Set task: It is required that all of the data be written out exactly.

Extracted entries:

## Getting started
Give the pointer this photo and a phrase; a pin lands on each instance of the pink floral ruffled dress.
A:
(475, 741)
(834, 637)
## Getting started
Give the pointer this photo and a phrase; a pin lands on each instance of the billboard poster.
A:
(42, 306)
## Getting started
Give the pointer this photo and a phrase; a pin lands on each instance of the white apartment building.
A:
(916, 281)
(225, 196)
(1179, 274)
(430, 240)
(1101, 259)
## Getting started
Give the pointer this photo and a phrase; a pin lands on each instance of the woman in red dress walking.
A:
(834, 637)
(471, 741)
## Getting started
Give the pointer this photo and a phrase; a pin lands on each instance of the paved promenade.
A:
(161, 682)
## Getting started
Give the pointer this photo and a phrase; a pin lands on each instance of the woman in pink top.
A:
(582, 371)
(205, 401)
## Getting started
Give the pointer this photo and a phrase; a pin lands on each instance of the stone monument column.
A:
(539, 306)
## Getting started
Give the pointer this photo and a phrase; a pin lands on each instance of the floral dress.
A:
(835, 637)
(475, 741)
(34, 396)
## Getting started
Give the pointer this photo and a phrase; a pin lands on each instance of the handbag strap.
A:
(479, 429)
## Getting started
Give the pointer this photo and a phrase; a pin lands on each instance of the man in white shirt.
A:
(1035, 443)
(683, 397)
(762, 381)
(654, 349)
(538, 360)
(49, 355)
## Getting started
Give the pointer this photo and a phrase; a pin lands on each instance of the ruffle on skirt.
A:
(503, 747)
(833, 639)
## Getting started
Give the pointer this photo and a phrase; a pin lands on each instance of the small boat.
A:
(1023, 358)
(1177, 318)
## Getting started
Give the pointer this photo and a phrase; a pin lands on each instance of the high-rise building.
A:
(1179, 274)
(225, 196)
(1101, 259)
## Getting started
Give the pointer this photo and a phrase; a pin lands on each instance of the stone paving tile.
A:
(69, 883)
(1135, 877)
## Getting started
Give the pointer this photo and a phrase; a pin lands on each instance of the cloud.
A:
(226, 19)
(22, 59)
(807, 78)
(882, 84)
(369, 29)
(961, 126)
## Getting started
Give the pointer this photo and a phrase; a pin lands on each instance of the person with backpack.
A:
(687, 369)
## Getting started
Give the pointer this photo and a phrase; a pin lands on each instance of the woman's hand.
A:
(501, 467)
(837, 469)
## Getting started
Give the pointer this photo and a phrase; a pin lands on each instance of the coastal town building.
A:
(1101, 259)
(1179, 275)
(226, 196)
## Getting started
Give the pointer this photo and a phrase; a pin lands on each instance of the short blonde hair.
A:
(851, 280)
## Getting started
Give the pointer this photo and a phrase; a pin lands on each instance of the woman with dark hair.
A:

Solution below:
## Getting started
Give the pointer this photo and a phrase; a pin lands on each instance of the pink floral ruffled dress.
A:
(475, 741)
(834, 637)
## Getting started
Give the pointer this photo and a phrase; a pin lands on each instance of the billboard poster.
A:
(42, 306)
## Getting started
Give the pointer this photo and a phrase; a pin lands on each instance of the white apartment building.
A:
(916, 281)
(225, 196)
(1179, 274)
(430, 240)
(1101, 259)
## Getting started
Give the pointer this photo and a phrase; a pin lands on each instance of the woman in red dress walking.
A:
(834, 637)
(471, 741)
## Getting started
Give the pointer this photo and a phrase; a pin lands on each instance of the paved promenade.
A:
(161, 682)
## Getting started
Give the pointer this photo and a phrase; a pin lands on each instance of the woman in pink top.
A:
(582, 371)
(205, 401)
## Getting started
Give the pointer this photo and a phrase; a pin lands on each instance of the stone monument column.
A:
(539, 306)
## Getting started
Give the pointer this photo and a phrase; a pin lands on each instance of the floral dress.
A:
(835, 637)
(475, 741)
(34, 396)
## Getting started
Give the pointer this photo and a phrase; a pin lands on each instance of the handbag strap.
A:
(479, 429)
## Getting started
Give the pointer this photo and a phrase; a pin lands on each instance of the man in white shirt.
A:
(1035, 443)
(683, 397)
(762, 381)
(654, 349)
(538, 360)
(49, 355)
## Getting started
Give the pointer this photo and a phrase; a pin lands on each instance of the ruffle on skirt.
A:
(503, 747)
(833, 639)
## Getting started
Give the pointer this photo and a phrase; a pin lands on each instance of the small boat.
A:
(1023, 358)
(1177, 318)
## Getting started
Give the pointer this photo and a phrase; a pin lands on each instance of the high-rise building.
A:
(1179, 274)
(225, 196)
(1101, 259)
## Getting started
Give the pointer this photo and a phrase; a pin lands on each instance of the stone paving tile.
A:
(69, 883)
(1135, 877)
## Getting started
Give the pointer this photo and a phrase; a pin lands on each instance of the cloud.
A:
(226, 19)
(22, 59)
(807, 78)
(882, 84)
(369, 29)
(961, 126)
## Getting started
Give the pointer this photo and a phrase; a pin lands on each instance of the person with backpack.
A:
(687, 369)
## Getting started
Give the pointer this photo and a phrase; a pin lands on each instance of the woman's hand.
A:
(501, 467)
(837, 469)
## Getting started
Give the pointer this photo and a phrase; a pin lands on each instance of the coastal town building.
A:
(1101, 259)
(1179, 275)
(226, 196)
## Getting started
Give the pointer this photo and a phrase; a pin lands on each instance of the short blonde hair.
A:
(851, 280)
## Getting started
Give the pointer this photo and a phrase; a pin lands on each instance of the woman with dark hair.
A:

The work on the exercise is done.